* [What you need to do]: Rewrite everything from the line containing "For each instance of the small" down to the end of the listing below, keeping every line and shifting each coordinate in the answers by -10.

* [Data supplied]:
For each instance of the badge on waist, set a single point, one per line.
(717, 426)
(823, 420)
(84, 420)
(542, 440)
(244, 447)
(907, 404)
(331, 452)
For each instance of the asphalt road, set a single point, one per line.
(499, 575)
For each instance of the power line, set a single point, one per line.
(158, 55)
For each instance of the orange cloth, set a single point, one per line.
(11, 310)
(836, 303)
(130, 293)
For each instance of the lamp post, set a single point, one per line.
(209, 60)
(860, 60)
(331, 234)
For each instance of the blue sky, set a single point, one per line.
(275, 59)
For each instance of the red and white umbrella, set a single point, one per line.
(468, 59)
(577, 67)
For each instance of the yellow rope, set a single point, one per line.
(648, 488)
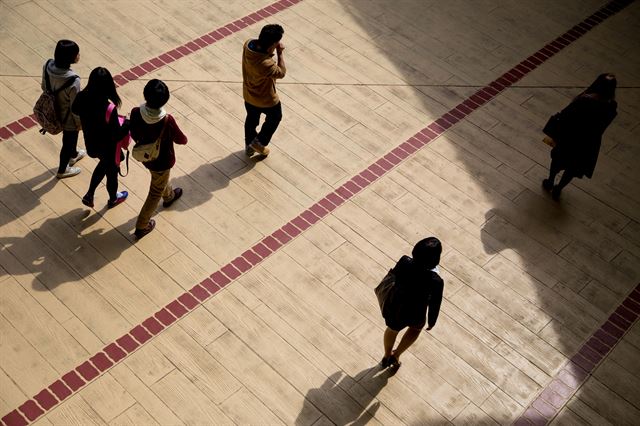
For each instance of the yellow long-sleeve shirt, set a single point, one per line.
(259, 74)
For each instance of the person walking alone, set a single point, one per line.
(418, 288)
(259, 74)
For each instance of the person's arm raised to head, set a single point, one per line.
(281, 64)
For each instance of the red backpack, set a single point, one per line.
(45, 111)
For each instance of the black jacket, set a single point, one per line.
(100, 137)
(582, 124)
(417, 290)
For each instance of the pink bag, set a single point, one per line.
(122, 144)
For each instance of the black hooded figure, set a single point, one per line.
(580, 128)
(418, 290)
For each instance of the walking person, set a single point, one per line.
(59, 74)
(150, 122)
(101, 136)
(579, 133)
(418, 288)
(259, 74)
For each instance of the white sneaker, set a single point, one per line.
(71, 171)
(81, 154)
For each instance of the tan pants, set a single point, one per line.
(159, 188)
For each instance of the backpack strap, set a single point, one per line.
(66, 84)
(127, 163)
(110, 108)
(46, 76)
(164, 126)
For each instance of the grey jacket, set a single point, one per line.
(57, 77)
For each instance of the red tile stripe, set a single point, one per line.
(569, 378)
(554, 397)
(16, 127)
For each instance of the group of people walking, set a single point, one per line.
(94, 110)
(416, 293)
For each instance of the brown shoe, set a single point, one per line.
(259, 148)
(144, 231)
(177, 193)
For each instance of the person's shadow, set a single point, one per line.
(347, 400)
(27, 200)
(59, 251)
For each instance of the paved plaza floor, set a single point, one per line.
(252, 301)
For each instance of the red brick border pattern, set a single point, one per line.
(552, 398)
(194, 45)
(115, 352)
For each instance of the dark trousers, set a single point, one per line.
(273, 116)
(69, 148)
(105, 167)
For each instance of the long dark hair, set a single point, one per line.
(102, 87)
(603, 88)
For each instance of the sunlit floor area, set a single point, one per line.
(252, 301)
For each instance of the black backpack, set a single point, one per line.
(45, 109)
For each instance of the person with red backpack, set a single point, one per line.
(58, 77)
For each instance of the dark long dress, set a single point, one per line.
(582, 124)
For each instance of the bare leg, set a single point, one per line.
(409, 337)
(389, 340)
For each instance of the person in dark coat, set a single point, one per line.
(581, 125)
(101, 137)
(418, 289)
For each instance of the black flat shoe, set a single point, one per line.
(393, 362)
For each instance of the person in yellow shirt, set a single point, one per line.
(259, 74)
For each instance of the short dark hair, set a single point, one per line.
(270, 34)
(156, 93)
(101, 86)
(66, 53)
(427, 252)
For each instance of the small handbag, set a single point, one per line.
(149, 151)
(123, 144)
(553, 128)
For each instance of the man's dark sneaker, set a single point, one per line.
(120, 198)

* [Answer in full]:
For each instance of the small handbag, set a single point, one per line.
(139, 141)
(113, 134)
(543, 118)
For each instance of the man's dark sneaker, set a single point, one per line.
(110, 188)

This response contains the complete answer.